What is required
Edit the stretch from the line containing "Each instance receives exactly one keypoint. Tag the metal" through the end of the data so that "crown molding" becomes "baseboard", and leave everything else unchanged.

Records from a collection
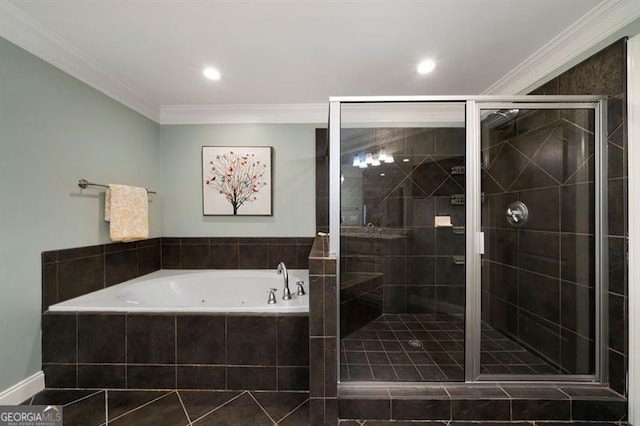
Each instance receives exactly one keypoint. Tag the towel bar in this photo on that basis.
(83, 183)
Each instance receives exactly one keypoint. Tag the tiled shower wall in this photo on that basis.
(73, 272)
(538, 285)
(605, 74)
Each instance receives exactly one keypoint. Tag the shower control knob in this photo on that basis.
(517, 214)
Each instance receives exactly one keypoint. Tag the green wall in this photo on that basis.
(55, 130)
(293, 180)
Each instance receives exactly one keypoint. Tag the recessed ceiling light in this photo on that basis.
(426, 66)
(211, 73)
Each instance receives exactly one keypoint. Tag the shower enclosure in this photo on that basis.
(469, 233)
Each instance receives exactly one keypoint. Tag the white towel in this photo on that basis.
(127, 211)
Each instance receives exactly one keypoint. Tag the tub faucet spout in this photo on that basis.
(282, 269)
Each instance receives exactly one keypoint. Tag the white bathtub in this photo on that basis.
(215, 290)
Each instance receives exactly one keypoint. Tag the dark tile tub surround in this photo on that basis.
(172, 408)
(323, 348)
(235, 252)
(169, 351)
(69, 273)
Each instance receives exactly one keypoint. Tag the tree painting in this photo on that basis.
(237, 175)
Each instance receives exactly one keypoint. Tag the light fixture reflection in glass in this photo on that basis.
(369, 158)
(426, 66)
(211, 73)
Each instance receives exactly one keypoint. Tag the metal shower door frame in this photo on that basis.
(474, 237)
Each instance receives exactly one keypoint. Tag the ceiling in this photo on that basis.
(296, 51)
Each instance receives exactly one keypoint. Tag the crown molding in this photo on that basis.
(568, 48)
(27, 33)
(244, 113)
(354, 115)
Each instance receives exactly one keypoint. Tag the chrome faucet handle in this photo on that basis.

Solution for this task
Each instance receives exactly one keypoint. Tag the metal shower door frame in this photo on that basis.
(474, 237)
Each instance receives exactly one keypoint. Tag the ceiling in this photo on that basis.
(296, 51)
Each instance receives exactly one keypoint. Tag the baseboard in this photo on that basis.
(568, 48)
(27, 33)
(244, 113)
(354, 115)
Each instance receives exactly one keypoint. Tag the chrome faucet handle in this photo on that basis.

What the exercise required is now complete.